• **SET TASK**
Write out all of the records precisely. Skip anything that is a picture.

• **Excerpts from point annotation data**
"""
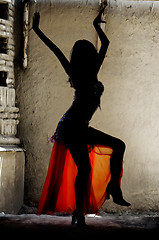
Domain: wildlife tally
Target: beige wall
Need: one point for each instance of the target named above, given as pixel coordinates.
(130, 102)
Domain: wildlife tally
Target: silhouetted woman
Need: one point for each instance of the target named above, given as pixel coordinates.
(86, 164)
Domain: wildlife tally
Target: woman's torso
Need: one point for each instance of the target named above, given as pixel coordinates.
(75, 121)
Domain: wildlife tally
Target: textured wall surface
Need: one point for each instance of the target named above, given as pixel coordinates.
(129, 104)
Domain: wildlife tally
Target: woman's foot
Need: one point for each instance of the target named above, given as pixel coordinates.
(78, 219)
(117, 196)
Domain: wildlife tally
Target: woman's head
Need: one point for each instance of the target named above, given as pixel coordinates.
(84, 59)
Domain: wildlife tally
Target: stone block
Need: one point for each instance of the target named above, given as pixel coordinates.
(12, 160)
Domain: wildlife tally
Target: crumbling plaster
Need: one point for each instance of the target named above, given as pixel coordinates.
(129, 104)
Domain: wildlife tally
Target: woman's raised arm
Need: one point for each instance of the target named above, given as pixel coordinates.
(103, 38)
(59, 54)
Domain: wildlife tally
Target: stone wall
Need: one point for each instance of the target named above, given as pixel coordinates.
(11, 156)
(129, 104)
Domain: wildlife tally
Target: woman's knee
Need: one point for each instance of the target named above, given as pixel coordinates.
(120, 145)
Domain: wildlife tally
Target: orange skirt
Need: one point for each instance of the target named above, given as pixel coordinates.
(58, 193)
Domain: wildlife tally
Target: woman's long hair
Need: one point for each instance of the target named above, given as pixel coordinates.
(84, 60)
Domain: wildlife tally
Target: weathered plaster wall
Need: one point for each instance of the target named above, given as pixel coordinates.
(129, 104)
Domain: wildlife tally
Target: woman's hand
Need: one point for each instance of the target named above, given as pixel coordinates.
"""
• **EXERCISE SOLUTION**
Domain: wildlife tally
Target: beige wall
Need: one point for each instance of the target named above, given as pixel coordinates.
(130, 102)
Domain: wildlife tally
Target: silhouetted woman
Need: one point for each instance of the target named above, given as pixel coordinates.
(86, 164)
Domain: wildlife tally
Target: woman's torso
Need: one point for each instance of the target named above, given as pixel coordinates.
(75, 121)
Domain: wildlife tally
Target: textured wall surface
Need: one point for each instance of the target named above, given as pixel coordinates.
(129, 104)
Domain: wildlife tally
Target: woman's foot
Need: one point for each instance of the target named above, given as pixel coordinates.
(78, 219)
(117, 196)
Domain: wildlife tally
Target: woman's head
Need: one point for each instance of the target named above, given as pixel coordinates.
(84, 59)
Domain: wildlife tally
Target: stone block
Need: one point for each instance of the target named above, given as pixel coordinates.
(12, 160)
Domain: wildlife tally
Target: crumbling plaster
Need: one point for each instance of the target named above, given as pixel coordinates.
(129, 104)
Domain: wildlife tally
Target: woman's raised arm
Need: one point for each instance of the target named above, given as pixel coordinates.
(103, 38)
(59, 54)
Domain: wildlife tally
Target: stone wall
Need: one point for each instance of the target named above, given as pixel coordinates.
(11, 156)
(129, 104)
Domain: wildlife tally
Target: woman's knee
Need: one point for each instance of the target named above, given as pixel coordinates.
(120, 145)
Domain: wildlife tally
Target: orange skirt
Need: one point for each instance of the target named above, given as pixel coordinates.
(58, 193)
Domain: wildlife tally
Target: woman's long hair
Need: one point for each instance of the target named above, given as pixel coordinates.
(84, 60)
Domain: wildlife tally
Target: weathered plaster wall
Need: one point for each instance of the target named above, given as pixel coordinates.
(129, 104)
Domain: wildlife tally
Target: woman's hand
Need: one point for each instance of the target named above, given as pixel coordinates.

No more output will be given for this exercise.